#### EXTRACTED TEXT
A Cree Family Affair
There are precious few opportunities to spend time deep in the boreal forest being guided to great fishing by a Cree family. That’s because outfitters like George Awashish are a rare breed. George’s family controls a huge segment of Quebec’s Rupert River and —working with his wife Jeanette and various cousins, nephews and uncles — he’s not only providing the opportunity to fish waters usually available only to tribe members, but the opportunity to learn about the lifestyle of the people who have inhabited this wild place for 5,000 years.
It’s impossible to describe the 12,000 square kilometers of the Rupert the Awashish clan fishes. It’s big, much bigger than any river we here in Maine. But along with quick water sections and waterfalls, it flows through five major lakes and into innumerable backwaters.
This variety of water types means that whatever type of fishing you want to do n a given day, it is instantly available to you. During my visit I trolled fro lake trout, jigged for walleyes, cast buzzbaits from northern pike and fly cast muddler minnows for brook trout.
So, how did I end up eating grilled sturgeon steaks? The Cree have retained the right to takes sturgeon in the Rupert River as part maintaining their native lifestyle, and it’s one of the wild foods he offers guests on the evenings when he serves up a traditional Cree meal. Anything that can be found along the Rupert could end up on the menu including, moose, goose, bear or beaver.
It was my good fortune that the native meal was sturgeon, a fish I never ate before. George is an excellent cook and the fish was delicious. Firm, white meat that tasted just like . . . sturgeon.
Awashish Outdoors offers lodging the equivalent of a spike hunting camp, with platform tents, but electric lights plus gas stoves and refrigerators. There is no bathhouse, so you use an outhouse and wash with lake water and you do your own cooking.
George has only five boats and motors, which means you are going to have vast areas to fish by yourself. Each day. But what makes the experience special is that George or other members of his family guide you. Without their experience to show you the way, you’d never successfully navigate to the best fishing. For one thing, the river is full of rocks. For another, there are so many hidden channels and side waters you would get lost sooner than later. Even access to some of the big lakes along the river is so obscure, you’d never find it on your own.
Then there’s the fishing. Although the Rupert teems with fish, they are not evenly distributed, and their location often during the season that runs from early June to September.
For me, spending time with the Cree is a primary reason to take this trip. George and his family live in Mistassini, a modern, rapidly growing village on the southern end of Mistissini Lake, which is Quebec’s biggest. At over 100 miles long this completely undeveloped lake forms the headwaters of the Rupert, which eventually flows into James Bay. The Awashish camp is 50 miles down the river and is reached by floatplane.

#### DATA EXTRACTS

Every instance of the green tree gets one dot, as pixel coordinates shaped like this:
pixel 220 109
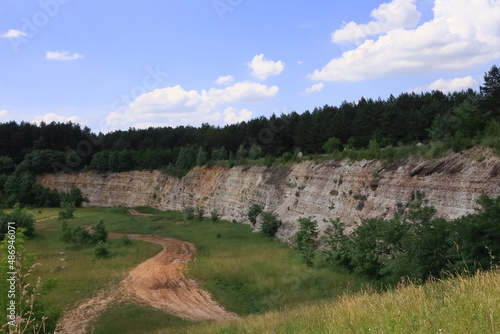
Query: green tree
pixel 331 145
pixel 188 212
pixel 100 233
pixel 475 238
pixel 338 246
pixel 21 218
pixel 305 239
pixel 255 152
pixel 490 92
pixel 254 211
pixel 200 211
pixel 68 210
pixel 201 157
pixel 101 250
pixel 270 223
pixel 214 215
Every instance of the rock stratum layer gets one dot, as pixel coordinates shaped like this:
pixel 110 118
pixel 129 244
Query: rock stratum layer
pixel 351 191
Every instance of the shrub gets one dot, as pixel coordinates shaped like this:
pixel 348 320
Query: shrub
pixel 214 215
pixel 200 211
pixel 254 212
pixel 305 239
pixel 270 223
pixel 188 213
pixel 101 250
pixel 100 233
pixel 126 240
pixel 68 209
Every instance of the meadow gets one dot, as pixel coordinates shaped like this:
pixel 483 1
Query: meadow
pixel 245 272
pixel 261 279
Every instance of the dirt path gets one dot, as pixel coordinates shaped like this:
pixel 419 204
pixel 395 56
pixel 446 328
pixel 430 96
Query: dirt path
pixel 137 213
pixel 158 282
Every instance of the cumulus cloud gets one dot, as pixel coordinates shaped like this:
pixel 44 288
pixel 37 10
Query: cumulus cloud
pixel 176 106
pixel 452 85
pixel 462 34
pixel 225 80
pixel 65 56
pixel 388 16
pixel 263 68
pixel 52 117
pixel 13 33
pixel 315 88
pixel 233 115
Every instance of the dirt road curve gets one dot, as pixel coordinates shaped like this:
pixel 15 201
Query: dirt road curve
pixel 158 282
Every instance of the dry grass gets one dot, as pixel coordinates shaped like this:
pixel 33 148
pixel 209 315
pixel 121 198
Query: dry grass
pixel 458 305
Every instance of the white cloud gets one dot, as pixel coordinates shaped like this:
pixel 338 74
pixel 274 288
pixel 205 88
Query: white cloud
pixel 225 80
pixel 452 85
pixel 462 34
pixel 315 88
pixel 176 106
pixel 65 56
pixel 52 117
pixel 388 16
pixel 233 115
pixel 263 68
pixel 13 33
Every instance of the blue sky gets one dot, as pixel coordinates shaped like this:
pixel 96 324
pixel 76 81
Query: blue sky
pixel 119 64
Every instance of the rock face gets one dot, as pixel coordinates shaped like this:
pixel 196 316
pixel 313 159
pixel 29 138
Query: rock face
pixel 329 189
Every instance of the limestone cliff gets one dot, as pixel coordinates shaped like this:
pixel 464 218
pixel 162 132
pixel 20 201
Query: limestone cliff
pixel 329 189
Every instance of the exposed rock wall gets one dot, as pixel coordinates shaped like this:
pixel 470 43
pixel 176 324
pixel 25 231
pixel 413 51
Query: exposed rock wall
pixel 351 191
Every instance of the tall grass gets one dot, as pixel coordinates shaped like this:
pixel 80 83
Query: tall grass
pixel 458 305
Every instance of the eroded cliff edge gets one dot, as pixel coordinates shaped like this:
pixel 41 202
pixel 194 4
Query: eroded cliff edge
pixel 351 191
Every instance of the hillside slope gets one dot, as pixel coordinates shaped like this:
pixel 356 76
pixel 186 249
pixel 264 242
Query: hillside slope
pixel 329 189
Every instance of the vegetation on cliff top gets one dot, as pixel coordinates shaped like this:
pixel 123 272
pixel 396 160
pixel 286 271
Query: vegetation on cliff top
pixel 377 128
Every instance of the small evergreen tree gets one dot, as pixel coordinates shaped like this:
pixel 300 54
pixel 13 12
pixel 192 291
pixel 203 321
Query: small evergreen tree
pixel 270 223
pixel 305 239
pixel 254 212
pixel 100 233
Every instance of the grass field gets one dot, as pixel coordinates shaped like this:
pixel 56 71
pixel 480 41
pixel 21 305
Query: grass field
pixel 246 272
pixel 260 279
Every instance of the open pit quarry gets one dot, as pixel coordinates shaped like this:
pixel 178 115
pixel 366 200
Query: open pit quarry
pixel 351 191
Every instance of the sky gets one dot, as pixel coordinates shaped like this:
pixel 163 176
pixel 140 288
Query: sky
pixel 113 65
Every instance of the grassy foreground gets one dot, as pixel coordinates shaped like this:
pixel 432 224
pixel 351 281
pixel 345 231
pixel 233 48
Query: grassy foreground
pixel 459 305
pixel 261 279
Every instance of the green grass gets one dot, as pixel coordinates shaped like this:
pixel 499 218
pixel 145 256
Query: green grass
pixel 246 272
pixel 128 318
pixel 459 305
pixel 259 278
pixel 83 275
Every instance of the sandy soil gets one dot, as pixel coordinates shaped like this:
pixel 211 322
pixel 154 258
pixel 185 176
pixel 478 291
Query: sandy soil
pixel 137 213
pixel 158 282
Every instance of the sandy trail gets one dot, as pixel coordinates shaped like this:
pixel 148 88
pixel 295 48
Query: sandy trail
pixel 158 282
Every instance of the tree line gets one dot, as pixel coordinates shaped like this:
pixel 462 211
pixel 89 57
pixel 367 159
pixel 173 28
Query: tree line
pixel 461 119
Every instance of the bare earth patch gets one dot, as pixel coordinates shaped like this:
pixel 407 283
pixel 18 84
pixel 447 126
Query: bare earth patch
pixel 137 213
pixel 158 282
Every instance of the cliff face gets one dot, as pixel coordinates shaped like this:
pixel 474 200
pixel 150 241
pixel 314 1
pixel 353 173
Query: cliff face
pixel 350 191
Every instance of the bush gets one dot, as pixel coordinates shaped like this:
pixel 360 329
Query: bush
pixel 305 239
pixel 270 223
pixel 101 250
pixel 21 218
pixel 188 213
pixel 200 211
pixel 100 233
pixel 68 209
pixel 214 215
pixel 254 212
pixel 126 240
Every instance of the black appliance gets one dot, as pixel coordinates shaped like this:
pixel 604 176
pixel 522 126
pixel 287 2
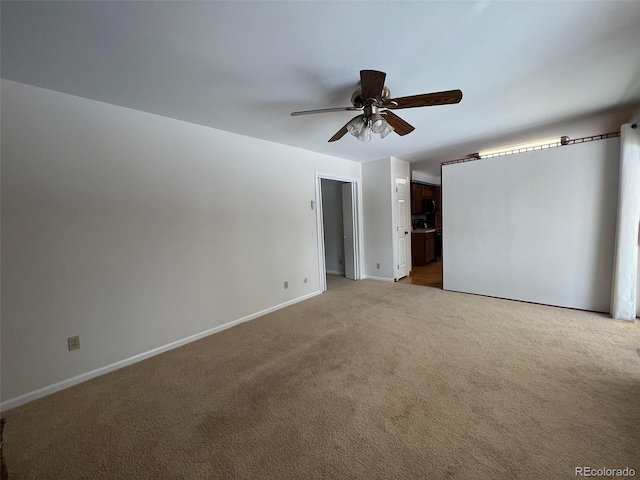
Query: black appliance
pixel 419 223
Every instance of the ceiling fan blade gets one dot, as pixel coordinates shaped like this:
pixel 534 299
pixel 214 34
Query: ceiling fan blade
pixel 372 83
pixel 340 133
pixel 425 100
pixel 400 126
pixel 326 110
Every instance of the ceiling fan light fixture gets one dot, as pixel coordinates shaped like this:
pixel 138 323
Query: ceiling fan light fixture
pixel 378 123
pixel 365 134
pixel 355 126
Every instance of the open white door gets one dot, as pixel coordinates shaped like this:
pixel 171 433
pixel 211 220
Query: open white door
pixel 402 232
pixel 348 222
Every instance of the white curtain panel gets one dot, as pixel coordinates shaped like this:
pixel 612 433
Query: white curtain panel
pixel 625 271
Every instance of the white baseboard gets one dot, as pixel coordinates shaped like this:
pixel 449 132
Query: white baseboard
pixel 49 389
pixel 380 279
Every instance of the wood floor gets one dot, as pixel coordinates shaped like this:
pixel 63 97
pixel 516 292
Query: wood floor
pixel 429 275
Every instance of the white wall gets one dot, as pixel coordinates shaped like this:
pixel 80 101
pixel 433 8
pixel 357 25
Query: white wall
pixel 333 226
pixel 535 226
pixel 400 168
pixel 135 231
pixel 378 227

#### TASK A
Does the article on fishing with a Cree family agree with each statement? (i) The Awashish camp is reached by floatplane. (ii) The camp has a bathhouse for guests. (iii) George has only five boats and motors. Answer yes or no for each, and quote the words from the article that decide it.
#### TASK B
Please reproduce word for word the part of the article on fishing with a Cree family between "Then there’s the" and "June to September.", inclusive.

#### EXERCISE ANSWER A
(i) Yes: "The Awashish camp is 50 miles down the river and is reached by floatplane."
(ii) No: "There is no bathhouse, so you use an outhouse and wash with lake water"
(iii) Yes: "George has only five boats and motors"

#### EXERCISE ANSWER B
Then there’s the fishing. Although the Rupert teems with fish, they are not evenly distributed, and their location often during the season that runs from early June to September.